▶ **Work to do**
Repeat the records below exactly.

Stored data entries
········

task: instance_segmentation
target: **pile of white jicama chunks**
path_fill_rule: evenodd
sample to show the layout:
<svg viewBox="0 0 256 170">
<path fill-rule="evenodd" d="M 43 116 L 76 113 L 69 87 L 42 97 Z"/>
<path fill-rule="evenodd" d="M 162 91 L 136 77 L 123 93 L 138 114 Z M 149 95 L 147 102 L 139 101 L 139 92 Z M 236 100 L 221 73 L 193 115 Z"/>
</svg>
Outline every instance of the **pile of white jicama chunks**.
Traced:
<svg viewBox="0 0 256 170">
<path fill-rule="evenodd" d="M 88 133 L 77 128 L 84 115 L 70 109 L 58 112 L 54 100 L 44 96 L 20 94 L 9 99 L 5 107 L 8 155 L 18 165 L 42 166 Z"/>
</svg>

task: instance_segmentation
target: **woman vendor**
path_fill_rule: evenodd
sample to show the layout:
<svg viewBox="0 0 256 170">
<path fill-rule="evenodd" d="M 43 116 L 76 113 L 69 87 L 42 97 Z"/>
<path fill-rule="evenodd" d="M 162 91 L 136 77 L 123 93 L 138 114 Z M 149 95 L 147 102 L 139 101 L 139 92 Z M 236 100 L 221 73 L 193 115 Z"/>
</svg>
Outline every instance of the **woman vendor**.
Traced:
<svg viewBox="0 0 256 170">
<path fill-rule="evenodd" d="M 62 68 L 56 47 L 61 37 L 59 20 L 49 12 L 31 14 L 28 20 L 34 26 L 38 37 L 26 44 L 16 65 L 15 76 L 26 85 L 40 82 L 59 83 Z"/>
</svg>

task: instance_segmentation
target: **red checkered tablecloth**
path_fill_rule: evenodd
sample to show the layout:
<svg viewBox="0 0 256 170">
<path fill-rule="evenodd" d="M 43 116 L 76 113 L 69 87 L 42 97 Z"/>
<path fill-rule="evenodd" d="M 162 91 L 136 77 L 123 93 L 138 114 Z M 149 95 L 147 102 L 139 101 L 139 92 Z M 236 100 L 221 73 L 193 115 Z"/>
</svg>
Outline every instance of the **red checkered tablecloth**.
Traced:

········

▶ **Output below**
task: instance_segmentation
target: **pile of white jicama chunks**
path_fill_rule: evenodd
sample to show the layout:
<svg viewBox="0 0 256 170">
<path fill-rule="evenodd" d="M 43 116 L 76 113 L 69 87 L 42 97 Z"/>
<path fill-rule="evenodd" d="M 162 91 L 136 77 L 123 93 L 138 114 Z M 149 95 L 147 102 L 139 101 L 139 92 Z M 236 100 L 221 73 L 193 115 Z"/>
</svg>
Outline every instance of the **pile of white jicama chunks**.
Traced:
<svg viewBox="0 0 256 170">
<path fill-rule="evenodd" d="M 88 133 L 77 128 L 84 115 L 70 109 L 58 112 L 54 100 L 44 96 L 20 94 L 9 99 L 5 107 L 8 155 L 18 165 L 42 166 Z"/>
</svg>

task: instance_segmentation
target: **woman vendor**
path_fill_rule: evenodd
sample to show the layout:
<svg viewBox="0 0 256 170">
<path fill-rule="evenodd" d="M 43 116 L 76 113 L 69 87 L 42 97 Z"/>
<path fill-rule="evenodd" d="M 162 91 L 136 77 L 123 93 L 138 114 Z M 149 95 L 147 102 L 139 101 L 139 92 Z M 236 100 L 221 73 L 193 115 Z"/>
</svg>
Outline every instance of the **woman vendor**.
Traced:
<svg viewBox="0 0 256 170">
<path fill-rule="evenodd" d="M 62 68 L 56 47 L 61 37 L 59 20 L 49 12 L 31 14 L 28 20 L 34 26 L 38 37 L 26 44 L 16 65 L 15 76 L 26 85 L 40 82 L 59 83 Z"/>
</svg>

task: instance_segmentation
target: **red checkered tablecloth**
path_fill_rule: evenodd
sample to show the layout:
<svg viewBox="0 0 256 170">
<path fill-rule="evenodd" d="M 43 116 L 76 113 L 69 87 L 42 97 Z"/>
<path fill-rule="evenodd" d="M 162 91 L 136 77 L 123 93 L 138 114 Z M 149 95 L 147 102 L 139 101 L 139 92 Z M 236 100 L 221 73 L 193 115 Z"/>
</svg>
Outline every instance of the **red checkered tablecloth**.
Traced:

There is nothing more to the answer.